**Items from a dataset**
-----

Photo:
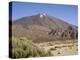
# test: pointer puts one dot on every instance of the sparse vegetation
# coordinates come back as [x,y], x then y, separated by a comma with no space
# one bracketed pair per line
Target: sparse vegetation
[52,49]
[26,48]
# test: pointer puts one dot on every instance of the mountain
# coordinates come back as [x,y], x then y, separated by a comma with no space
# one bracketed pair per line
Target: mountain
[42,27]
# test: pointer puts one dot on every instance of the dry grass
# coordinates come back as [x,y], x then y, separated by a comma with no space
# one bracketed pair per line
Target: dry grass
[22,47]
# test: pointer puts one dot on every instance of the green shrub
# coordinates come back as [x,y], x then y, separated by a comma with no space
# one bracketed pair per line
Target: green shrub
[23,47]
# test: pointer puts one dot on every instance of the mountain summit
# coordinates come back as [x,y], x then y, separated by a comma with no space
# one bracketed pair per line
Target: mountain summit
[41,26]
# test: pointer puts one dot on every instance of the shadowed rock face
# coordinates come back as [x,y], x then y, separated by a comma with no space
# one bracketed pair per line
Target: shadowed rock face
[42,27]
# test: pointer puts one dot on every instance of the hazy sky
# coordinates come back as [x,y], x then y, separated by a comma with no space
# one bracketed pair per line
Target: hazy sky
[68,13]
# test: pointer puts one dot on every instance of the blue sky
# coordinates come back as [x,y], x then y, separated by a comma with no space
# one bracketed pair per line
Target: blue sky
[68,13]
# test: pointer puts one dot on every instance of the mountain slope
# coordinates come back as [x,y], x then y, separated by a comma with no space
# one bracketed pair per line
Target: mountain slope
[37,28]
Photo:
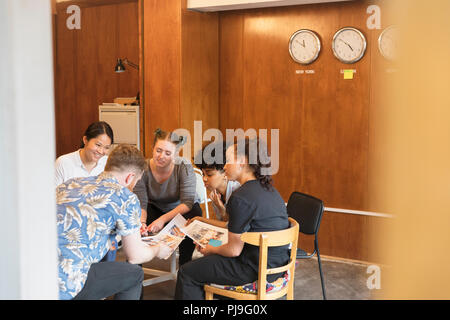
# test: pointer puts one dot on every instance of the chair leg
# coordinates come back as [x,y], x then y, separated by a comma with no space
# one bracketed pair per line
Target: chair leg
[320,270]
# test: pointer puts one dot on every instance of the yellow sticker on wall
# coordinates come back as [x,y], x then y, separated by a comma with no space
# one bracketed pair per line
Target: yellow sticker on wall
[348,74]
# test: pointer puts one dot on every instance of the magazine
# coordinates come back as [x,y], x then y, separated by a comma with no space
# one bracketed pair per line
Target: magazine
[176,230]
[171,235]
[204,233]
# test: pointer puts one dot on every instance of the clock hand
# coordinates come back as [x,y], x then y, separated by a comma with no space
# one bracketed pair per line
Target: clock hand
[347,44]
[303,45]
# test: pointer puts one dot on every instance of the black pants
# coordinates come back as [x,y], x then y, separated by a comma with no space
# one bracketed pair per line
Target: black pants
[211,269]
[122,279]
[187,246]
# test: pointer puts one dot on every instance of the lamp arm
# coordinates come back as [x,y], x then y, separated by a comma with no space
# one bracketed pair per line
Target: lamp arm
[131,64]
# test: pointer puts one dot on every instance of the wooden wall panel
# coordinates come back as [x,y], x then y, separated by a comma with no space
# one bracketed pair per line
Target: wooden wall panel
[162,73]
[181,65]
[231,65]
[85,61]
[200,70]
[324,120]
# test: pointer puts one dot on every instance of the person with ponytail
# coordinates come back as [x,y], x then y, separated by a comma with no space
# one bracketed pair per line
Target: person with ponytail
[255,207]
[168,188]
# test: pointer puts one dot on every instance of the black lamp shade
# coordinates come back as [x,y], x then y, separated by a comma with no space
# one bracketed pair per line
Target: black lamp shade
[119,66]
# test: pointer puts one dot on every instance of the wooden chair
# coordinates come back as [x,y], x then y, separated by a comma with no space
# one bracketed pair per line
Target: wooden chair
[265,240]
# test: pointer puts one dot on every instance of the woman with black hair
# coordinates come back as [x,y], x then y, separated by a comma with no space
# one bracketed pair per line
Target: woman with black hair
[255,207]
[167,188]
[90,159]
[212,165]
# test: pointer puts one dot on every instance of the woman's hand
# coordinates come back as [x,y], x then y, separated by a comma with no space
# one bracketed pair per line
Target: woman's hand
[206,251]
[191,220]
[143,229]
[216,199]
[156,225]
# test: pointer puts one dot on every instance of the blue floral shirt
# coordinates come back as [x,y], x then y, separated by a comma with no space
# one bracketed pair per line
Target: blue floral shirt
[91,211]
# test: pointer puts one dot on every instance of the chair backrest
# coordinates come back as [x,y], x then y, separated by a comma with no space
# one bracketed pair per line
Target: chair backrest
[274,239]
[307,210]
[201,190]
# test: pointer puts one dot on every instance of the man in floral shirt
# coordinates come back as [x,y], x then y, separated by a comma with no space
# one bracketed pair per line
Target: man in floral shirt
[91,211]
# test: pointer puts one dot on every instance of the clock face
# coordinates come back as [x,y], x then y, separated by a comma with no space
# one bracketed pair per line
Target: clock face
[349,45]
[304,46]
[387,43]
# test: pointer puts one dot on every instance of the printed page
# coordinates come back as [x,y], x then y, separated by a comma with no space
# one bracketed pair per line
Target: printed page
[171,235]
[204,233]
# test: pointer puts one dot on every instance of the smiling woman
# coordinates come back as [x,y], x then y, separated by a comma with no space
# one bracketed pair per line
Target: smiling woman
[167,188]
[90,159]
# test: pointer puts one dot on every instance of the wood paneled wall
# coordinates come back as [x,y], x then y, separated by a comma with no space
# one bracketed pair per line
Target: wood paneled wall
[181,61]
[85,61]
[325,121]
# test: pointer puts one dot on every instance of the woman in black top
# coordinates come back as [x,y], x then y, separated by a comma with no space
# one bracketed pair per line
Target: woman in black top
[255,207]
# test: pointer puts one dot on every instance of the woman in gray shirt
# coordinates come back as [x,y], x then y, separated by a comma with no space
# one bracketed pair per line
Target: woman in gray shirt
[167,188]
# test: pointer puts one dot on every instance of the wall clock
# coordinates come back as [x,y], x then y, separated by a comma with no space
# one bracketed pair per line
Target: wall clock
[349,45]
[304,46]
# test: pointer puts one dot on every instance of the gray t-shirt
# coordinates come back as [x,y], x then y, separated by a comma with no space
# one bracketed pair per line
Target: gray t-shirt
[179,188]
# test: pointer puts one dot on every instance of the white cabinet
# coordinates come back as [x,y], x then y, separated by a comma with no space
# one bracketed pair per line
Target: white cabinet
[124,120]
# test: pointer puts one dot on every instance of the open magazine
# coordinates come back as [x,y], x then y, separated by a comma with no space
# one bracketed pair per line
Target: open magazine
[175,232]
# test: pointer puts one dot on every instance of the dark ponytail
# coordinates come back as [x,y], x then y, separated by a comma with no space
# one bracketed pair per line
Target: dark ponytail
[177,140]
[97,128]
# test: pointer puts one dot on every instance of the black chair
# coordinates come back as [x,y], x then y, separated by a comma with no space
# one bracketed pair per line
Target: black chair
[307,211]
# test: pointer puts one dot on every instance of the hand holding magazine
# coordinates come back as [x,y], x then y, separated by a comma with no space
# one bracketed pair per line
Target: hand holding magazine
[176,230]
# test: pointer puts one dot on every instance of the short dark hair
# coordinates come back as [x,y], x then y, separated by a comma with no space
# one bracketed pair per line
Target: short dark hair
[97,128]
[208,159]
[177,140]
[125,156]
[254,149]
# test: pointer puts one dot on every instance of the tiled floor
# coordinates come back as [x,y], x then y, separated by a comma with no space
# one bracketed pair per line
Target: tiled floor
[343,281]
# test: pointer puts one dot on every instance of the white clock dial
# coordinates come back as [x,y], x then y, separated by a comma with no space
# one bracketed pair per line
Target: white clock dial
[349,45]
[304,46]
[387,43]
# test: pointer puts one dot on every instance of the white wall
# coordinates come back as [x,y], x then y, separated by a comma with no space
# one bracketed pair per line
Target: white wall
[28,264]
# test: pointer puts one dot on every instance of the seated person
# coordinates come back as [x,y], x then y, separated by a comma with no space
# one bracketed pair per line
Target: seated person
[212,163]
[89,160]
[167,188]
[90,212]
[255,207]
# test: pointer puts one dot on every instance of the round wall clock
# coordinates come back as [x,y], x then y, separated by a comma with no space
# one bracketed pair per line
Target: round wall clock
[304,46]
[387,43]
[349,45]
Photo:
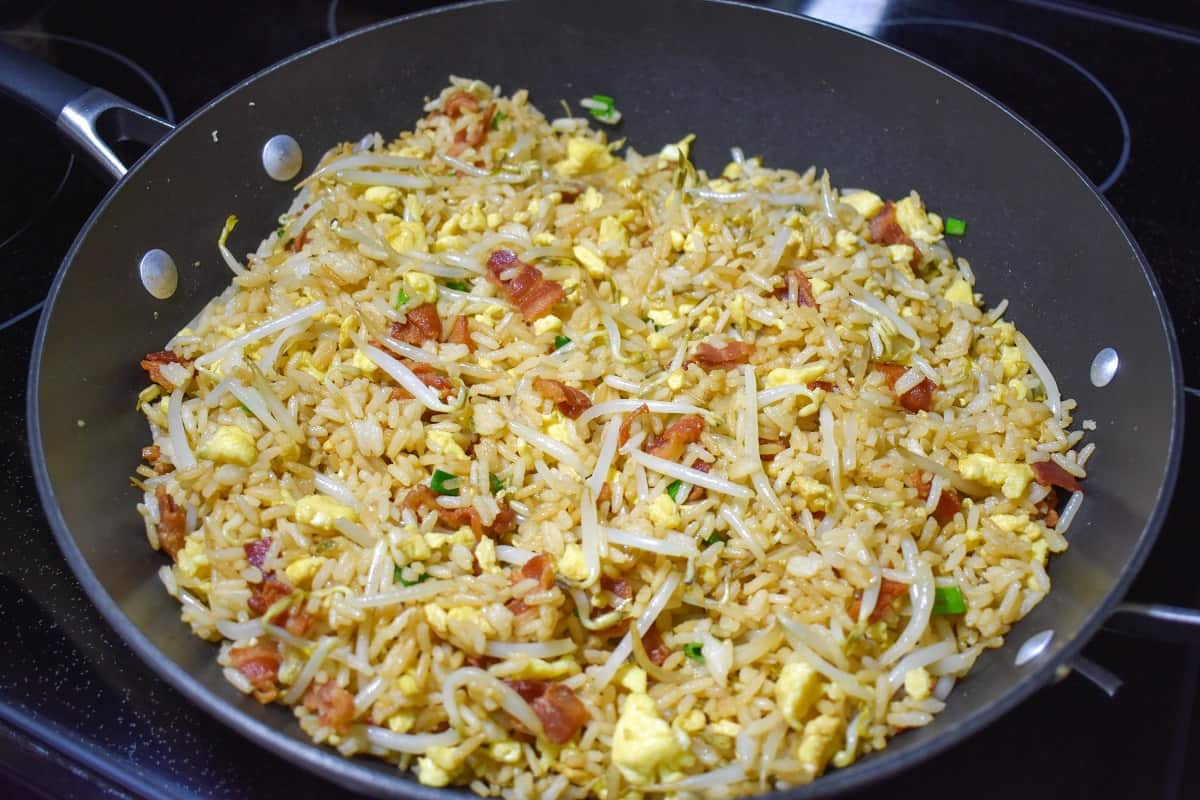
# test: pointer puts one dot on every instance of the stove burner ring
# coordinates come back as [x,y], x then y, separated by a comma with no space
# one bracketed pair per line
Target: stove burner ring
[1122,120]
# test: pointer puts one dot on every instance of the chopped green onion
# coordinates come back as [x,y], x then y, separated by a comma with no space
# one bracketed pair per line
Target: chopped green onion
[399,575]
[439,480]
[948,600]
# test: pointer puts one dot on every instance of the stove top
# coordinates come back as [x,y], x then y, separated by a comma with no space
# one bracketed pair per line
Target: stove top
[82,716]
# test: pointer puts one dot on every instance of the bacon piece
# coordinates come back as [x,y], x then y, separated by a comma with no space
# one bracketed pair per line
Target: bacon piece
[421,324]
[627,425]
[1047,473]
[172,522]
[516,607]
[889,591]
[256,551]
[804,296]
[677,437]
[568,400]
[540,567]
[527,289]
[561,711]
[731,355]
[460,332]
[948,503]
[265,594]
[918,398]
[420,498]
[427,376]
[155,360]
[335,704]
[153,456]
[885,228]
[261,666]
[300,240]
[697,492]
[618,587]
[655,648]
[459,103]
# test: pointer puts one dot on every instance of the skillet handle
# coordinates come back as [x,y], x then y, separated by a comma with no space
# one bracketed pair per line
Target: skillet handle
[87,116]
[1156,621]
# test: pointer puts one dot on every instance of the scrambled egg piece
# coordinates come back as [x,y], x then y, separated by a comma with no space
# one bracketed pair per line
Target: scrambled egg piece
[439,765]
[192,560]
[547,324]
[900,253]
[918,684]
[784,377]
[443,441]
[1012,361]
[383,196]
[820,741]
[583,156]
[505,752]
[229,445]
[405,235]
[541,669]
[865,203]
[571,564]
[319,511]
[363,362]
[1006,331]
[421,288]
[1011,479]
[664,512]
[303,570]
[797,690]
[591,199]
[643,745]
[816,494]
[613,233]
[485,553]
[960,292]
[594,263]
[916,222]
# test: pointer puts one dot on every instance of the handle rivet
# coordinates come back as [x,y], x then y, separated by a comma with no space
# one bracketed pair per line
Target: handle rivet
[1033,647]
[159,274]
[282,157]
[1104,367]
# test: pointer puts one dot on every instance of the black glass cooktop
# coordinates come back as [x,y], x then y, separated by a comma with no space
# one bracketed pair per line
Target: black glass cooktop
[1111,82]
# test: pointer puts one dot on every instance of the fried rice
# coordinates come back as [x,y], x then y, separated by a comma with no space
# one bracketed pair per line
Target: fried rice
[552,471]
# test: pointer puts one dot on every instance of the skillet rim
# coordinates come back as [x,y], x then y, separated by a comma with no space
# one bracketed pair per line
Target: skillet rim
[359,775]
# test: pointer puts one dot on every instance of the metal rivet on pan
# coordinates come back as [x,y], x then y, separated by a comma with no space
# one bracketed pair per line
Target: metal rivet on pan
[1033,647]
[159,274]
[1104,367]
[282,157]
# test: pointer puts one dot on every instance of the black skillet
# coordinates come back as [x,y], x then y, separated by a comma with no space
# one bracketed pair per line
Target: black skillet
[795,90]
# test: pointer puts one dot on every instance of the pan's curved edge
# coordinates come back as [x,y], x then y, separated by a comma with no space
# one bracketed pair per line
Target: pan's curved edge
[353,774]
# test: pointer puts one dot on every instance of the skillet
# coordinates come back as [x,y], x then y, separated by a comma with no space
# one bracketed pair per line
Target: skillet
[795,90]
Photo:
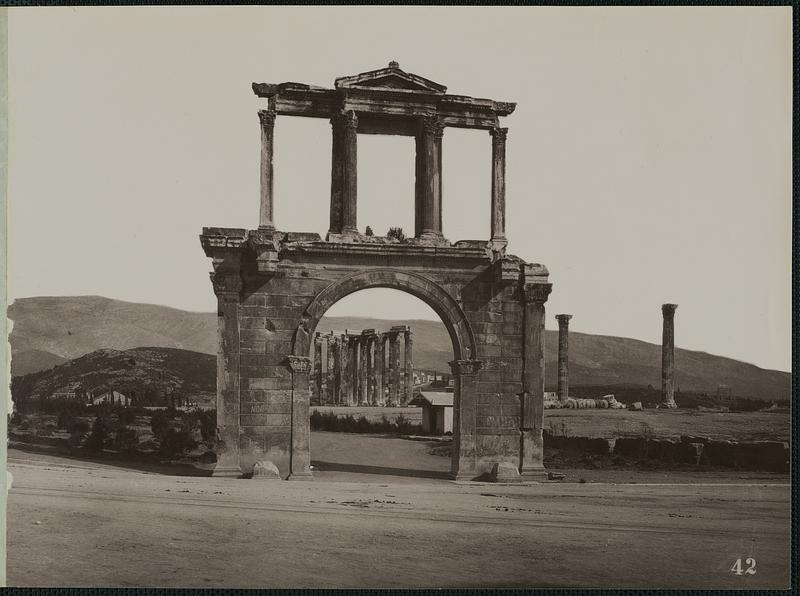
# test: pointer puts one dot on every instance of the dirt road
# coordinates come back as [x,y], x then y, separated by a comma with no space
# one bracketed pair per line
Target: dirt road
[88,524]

-----

**Work request**
Once you find the line with "Target: chair backrest" in the entries above, output it and each line after it up to and including the line with "the smiling woman", and nothing else.

**Exercise answer**
Target: chair backrest
[274,239]
[307,210]
[201,190]
# test: pointer puts one dot on every instance of the man in floral shirt
# coordinates come back as [x,y], x then y, separated by a comma with no space
# one bracketed pair per line
Target: man in floral shirt
[91,211]
# test: pointer puts one dot on every instance of the clock face
# coordinates come back as [x,y], x then y, separated by a comma with no space
# one bracketed pair per line
Target: clock face
[349,45]
[304,46]
[387,43]
# test: pointer puts one dot on every instance of the printed page
# coordinates come back as [x,y], x then y, separated by a comma with no space
# one bracketed pair per line
Target: printed page
[171,235]
[204,233]
# test: pointer puts one dot on every instance of the smiling woman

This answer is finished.